== Segment start ==

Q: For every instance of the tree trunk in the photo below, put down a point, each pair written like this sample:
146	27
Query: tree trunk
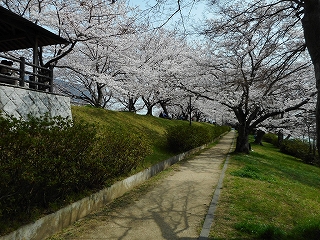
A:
99	95
149	110
311	28
259	136
280	138
243	145
131	106
164	107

== Segment end ==

• [DESCRIPTION OF THE TASK] Return every line from the material that contains the word "tree".

• [PROBLEM SOLUTION]
Q: For every instance of the tree trunk in the photo below, put down a point, each pair written like this sample:
Query: tree trunk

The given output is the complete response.